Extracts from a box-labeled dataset

---

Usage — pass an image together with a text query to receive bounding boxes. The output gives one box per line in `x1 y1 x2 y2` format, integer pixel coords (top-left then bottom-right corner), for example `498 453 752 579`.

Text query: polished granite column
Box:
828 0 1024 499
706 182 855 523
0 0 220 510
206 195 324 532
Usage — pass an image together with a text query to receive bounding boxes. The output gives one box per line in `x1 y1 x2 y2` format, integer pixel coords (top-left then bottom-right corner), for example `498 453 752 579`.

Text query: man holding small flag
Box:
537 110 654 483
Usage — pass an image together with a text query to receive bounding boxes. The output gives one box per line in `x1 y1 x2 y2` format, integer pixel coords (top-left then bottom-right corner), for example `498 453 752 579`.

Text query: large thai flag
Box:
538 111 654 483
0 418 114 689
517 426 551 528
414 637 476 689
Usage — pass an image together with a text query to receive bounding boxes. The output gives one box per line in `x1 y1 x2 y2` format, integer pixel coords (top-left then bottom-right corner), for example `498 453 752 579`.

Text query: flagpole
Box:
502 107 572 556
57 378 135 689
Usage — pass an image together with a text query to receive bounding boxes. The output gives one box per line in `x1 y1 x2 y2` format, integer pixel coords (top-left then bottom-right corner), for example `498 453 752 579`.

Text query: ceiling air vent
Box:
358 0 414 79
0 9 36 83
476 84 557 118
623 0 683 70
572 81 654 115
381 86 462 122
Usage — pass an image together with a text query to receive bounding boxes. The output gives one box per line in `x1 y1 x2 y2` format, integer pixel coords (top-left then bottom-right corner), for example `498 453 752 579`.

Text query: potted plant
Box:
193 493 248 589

---

- [Given problem]:
Reproduce every item above verbatim, preserving each line without alteration.

- [Final result]:
Usage — pass an image together with a text query to receive bounding boxes. The output gives one box per line in `x1 y1 x2 y2` format, integer pixel coords (top-left then bottom-right corner), for example `498 453 752 579`.

Text query: polished granite column
Box:
828 0 1024 499
706 182 855 523
0 0 220 510
206 195 324 532
Usage — pass an image together with a text query to receive bounding boxes. The output gives one box per line in `x1 y1 x2 y2` format, integer pixel coords (top-left then bottom-right corner), for example `498 453 752 579`.

Text query: man holding small flag
Box:
537 110 654 483
Usage — pass an image together with a text query to receive bounding boxes. The output gives one box per line in `x1 y1 x2 y2` format, integer pixel coords (top-left then bottom-right corner), for example `498 453 752 579`.

Text query: large thai flag
Box:
538 111 654 483
0 418 114 689
517 426 551 528
414 637 476 689
Usage — pass an image together with a text query to receive bounding boxes. The output gives one box per line in `x1 y1 x2 y2` format, integer pixel coords (top-left then bottom-right corner), for example `498 453 752 579`.

Text query: flagpole
Box:
502 107 572 556
57 378 135 689
Usage — pass an image together with a text query to receive bounding boxes. The output gives one box per line in `x1 y1 x2 y2` format, integer pixel coords (top-left then bottom-right corner), for example `498 453 752 579`.

Text query: ceiling air vent
Box:
358 0 414 79
0 9 36 83
476 84 557 118
623 0 683 70
572 81 654 115
381 86 462 122
Usage — pass an image together with a text query to receive bounding boxes. The output gives one box per line in `x1 y1 x2 y2` format, integer pixel coords (top-left then bottom-right corner), for example `498 453 752 579`.

Text query: potted plant
Box:
193 493 248 589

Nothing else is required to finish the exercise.